## WHAT IS EXPECTED
In all the data below, swap each "Study" for "Examine" and write the lines out again with nothing else changed.

+ + + + + + +

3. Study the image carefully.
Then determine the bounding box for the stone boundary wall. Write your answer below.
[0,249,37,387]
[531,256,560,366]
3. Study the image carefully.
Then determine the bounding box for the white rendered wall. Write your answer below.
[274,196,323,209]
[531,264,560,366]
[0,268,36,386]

+ + + + + + +

## FINISHED ANSWER
3. Examine the image carefully.
Then determine the bounding box for the stone boundary wall. Write your answer below.
[0,249,37,387]
[531,256,560,366]
3. Examine the image carefully.
Then determine the bounding box for the white rendered wall. Write your answer below.
[274,196,323,209]
[531,264,560,366]
[0,268,36,386]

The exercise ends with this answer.